EXTRACTED INFORMATION ->
□ □ □ □
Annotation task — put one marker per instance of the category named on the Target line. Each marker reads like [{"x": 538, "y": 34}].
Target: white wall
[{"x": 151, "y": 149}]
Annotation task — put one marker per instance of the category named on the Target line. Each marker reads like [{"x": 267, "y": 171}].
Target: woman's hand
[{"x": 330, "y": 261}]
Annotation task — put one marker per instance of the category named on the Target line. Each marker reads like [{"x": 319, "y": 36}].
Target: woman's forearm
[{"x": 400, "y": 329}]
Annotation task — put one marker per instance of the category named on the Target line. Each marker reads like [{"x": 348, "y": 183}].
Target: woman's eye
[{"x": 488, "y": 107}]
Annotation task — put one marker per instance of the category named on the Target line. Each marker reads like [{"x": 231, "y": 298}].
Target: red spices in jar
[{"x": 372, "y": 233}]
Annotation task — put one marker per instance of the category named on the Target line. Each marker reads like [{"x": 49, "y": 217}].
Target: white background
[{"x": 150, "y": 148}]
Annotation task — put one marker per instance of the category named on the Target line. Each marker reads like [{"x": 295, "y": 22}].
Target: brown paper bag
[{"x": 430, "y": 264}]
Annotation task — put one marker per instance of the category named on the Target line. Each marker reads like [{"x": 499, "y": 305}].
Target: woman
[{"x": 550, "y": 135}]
□ □ □ □
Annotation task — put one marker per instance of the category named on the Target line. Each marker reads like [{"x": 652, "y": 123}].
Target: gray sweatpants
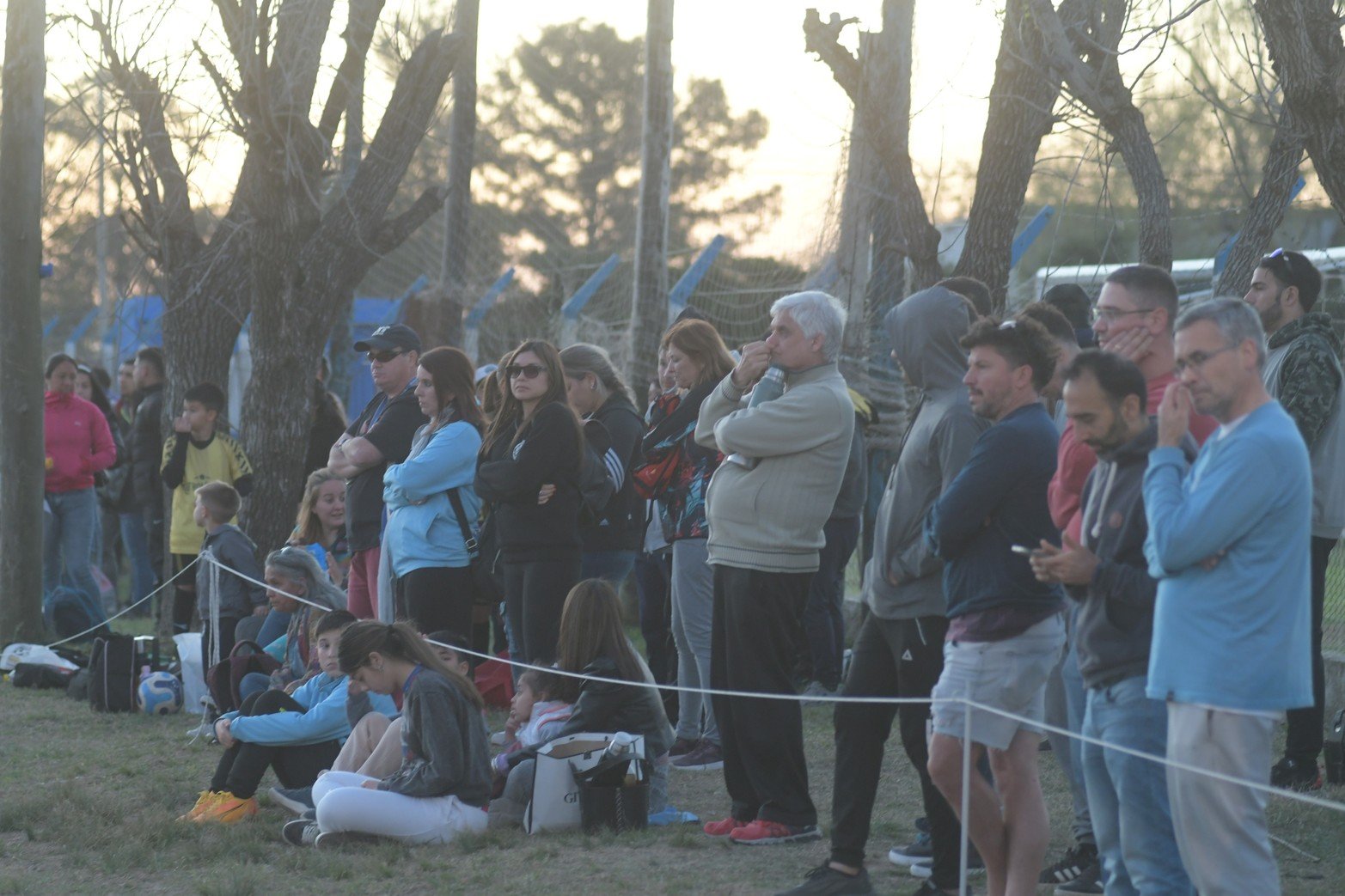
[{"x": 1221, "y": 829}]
□ □ □ □
Which lines in the records above contain the string "woman"? List each of them in full.

RESULT BELOW ->
Target: woman's hand
Target: woman's forearm
Target: woman's eye
Target: woman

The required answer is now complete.